Exercise instructions -> Exactly as given, write out the lines from the one containing "Expected: for every instance of the white picture" through the end of the listing, with both ends included and nothing else.

Given information ->

━━━━

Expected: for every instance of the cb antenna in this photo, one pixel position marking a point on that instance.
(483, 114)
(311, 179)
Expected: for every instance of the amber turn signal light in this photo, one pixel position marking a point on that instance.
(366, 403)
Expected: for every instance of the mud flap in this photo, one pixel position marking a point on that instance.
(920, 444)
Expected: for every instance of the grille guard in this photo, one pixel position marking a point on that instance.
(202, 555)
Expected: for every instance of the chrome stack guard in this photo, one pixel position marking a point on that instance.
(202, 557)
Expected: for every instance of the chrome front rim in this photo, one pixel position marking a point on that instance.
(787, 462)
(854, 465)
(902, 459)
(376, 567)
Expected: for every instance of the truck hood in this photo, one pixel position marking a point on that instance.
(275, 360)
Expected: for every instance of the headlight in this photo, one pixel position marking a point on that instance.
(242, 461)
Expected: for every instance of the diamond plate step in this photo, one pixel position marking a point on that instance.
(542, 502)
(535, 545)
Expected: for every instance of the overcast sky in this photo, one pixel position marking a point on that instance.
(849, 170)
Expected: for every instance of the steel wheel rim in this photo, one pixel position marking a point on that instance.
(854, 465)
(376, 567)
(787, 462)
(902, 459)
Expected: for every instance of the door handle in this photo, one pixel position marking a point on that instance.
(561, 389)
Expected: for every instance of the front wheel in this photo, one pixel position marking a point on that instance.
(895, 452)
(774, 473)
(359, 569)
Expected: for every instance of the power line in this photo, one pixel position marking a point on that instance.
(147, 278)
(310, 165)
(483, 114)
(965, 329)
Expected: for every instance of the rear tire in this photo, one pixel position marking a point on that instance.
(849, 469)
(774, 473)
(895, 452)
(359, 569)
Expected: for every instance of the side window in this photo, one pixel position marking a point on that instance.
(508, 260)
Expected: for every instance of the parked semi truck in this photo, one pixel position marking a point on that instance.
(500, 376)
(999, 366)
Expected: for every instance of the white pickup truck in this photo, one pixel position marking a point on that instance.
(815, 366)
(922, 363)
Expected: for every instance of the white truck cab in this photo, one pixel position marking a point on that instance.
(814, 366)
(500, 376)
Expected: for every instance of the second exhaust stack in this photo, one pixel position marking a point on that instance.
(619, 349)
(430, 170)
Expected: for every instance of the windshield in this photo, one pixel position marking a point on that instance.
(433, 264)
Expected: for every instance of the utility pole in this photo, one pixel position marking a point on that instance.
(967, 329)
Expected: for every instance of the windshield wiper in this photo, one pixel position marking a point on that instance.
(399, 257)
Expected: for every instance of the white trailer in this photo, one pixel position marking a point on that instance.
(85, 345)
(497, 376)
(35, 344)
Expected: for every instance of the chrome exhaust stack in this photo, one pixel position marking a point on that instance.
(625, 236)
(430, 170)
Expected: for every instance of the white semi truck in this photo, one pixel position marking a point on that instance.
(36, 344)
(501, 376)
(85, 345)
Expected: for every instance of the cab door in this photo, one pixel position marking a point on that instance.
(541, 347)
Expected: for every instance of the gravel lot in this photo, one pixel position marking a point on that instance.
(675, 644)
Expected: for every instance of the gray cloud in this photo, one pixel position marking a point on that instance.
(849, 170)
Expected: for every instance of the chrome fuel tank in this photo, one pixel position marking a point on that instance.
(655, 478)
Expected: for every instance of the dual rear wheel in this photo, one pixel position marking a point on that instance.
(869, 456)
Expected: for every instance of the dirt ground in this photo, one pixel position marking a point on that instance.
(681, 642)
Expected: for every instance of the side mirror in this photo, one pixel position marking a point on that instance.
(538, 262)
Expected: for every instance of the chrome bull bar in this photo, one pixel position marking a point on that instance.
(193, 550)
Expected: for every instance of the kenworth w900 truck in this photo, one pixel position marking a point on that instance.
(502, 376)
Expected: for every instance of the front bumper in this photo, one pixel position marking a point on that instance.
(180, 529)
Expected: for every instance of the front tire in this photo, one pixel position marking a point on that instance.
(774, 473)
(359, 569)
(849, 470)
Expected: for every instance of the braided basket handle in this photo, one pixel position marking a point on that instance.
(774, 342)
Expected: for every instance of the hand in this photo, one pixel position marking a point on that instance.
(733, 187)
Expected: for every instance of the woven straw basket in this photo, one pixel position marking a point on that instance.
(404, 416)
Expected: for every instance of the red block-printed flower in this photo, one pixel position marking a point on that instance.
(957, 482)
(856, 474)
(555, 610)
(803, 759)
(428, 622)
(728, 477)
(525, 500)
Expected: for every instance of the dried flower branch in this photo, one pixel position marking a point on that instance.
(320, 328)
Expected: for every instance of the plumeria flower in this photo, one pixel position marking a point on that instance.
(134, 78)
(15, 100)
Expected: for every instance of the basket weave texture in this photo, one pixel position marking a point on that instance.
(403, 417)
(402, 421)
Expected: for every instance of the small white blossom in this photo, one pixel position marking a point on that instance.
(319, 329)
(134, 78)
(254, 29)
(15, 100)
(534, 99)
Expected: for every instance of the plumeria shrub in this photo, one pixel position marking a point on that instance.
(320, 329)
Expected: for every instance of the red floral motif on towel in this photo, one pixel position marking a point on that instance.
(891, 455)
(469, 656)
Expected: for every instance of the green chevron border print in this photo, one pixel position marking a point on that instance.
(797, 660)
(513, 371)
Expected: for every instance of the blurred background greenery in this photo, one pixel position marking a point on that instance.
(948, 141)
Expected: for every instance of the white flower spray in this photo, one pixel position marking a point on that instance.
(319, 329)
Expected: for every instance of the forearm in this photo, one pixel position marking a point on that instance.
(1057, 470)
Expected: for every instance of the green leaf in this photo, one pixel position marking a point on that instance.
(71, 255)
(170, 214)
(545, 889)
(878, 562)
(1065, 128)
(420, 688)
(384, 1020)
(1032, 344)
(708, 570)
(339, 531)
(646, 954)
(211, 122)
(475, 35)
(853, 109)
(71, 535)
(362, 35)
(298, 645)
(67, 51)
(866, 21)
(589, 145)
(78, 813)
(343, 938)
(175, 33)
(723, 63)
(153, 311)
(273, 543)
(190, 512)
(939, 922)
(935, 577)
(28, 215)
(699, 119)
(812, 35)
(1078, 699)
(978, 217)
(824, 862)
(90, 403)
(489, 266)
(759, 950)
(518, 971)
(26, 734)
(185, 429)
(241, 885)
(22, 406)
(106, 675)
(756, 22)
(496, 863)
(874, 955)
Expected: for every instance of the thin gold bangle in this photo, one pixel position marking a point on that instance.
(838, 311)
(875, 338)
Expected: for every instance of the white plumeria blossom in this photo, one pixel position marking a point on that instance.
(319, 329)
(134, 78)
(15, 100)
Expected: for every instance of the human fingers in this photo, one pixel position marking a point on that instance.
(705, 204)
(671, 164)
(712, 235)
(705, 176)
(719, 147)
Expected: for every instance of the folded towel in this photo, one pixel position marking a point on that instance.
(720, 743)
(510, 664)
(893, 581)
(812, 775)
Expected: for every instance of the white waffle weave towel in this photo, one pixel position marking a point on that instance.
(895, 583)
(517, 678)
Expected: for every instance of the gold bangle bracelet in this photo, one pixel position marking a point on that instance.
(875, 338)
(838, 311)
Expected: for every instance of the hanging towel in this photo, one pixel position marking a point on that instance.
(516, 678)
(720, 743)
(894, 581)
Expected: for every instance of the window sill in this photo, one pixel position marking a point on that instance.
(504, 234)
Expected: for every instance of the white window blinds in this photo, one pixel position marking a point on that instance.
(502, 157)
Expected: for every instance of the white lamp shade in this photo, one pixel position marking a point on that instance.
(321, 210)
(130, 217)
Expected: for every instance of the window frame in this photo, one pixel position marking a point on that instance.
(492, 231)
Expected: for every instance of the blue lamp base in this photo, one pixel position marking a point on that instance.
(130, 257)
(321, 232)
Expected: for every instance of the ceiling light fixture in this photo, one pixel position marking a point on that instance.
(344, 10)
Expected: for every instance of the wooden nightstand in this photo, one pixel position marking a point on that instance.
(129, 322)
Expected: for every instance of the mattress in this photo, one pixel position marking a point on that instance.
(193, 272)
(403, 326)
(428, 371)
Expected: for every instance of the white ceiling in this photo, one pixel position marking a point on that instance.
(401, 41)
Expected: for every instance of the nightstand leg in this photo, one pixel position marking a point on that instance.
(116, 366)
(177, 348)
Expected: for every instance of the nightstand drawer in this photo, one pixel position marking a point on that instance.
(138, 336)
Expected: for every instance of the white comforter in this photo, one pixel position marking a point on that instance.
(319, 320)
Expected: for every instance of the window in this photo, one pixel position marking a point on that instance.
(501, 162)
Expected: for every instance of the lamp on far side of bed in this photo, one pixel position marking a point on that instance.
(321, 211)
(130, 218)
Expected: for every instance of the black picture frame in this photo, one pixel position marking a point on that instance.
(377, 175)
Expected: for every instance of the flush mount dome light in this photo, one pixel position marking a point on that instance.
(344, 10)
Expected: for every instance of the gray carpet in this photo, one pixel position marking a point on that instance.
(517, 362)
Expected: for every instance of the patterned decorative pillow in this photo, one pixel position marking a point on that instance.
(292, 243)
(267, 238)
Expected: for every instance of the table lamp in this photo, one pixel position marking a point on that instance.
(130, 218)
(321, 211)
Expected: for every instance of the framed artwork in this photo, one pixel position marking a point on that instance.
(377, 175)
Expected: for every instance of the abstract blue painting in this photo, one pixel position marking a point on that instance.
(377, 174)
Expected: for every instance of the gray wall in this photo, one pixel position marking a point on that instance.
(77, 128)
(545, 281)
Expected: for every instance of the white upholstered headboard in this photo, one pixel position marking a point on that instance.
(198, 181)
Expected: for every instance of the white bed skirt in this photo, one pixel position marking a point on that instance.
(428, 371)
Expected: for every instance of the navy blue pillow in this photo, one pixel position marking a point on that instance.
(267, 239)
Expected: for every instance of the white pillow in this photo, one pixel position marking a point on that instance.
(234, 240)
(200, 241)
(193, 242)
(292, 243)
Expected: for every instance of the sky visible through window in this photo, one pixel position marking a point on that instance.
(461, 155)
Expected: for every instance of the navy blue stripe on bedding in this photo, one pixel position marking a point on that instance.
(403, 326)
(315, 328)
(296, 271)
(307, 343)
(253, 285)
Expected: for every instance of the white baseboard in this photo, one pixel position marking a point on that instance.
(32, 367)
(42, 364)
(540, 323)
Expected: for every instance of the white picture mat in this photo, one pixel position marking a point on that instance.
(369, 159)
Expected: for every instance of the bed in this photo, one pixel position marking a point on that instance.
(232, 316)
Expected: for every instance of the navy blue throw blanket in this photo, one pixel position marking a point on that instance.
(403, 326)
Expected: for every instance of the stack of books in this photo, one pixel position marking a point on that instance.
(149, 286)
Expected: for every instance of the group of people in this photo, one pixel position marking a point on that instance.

━━━━

Reply to the exercise ->
Expected: for every instance of the white picture mat in this photo, one pixel position marking a point on that instance.
(369, 159)
Expected: for every instance of the bed in this photo, one pixel position marking a point on that instance.
(232, 316)
Expected: for every instance of the navy blue throw blanket in this photo, one pixel position marking a point on that instance.
(403, 326)
Expected: for every instance of the stack of books in this photo, one pixel position marking a point on that instance.
(149, 286)
Expected: for every instance of the group of people in this photo, one pixel position marking a point on that instance.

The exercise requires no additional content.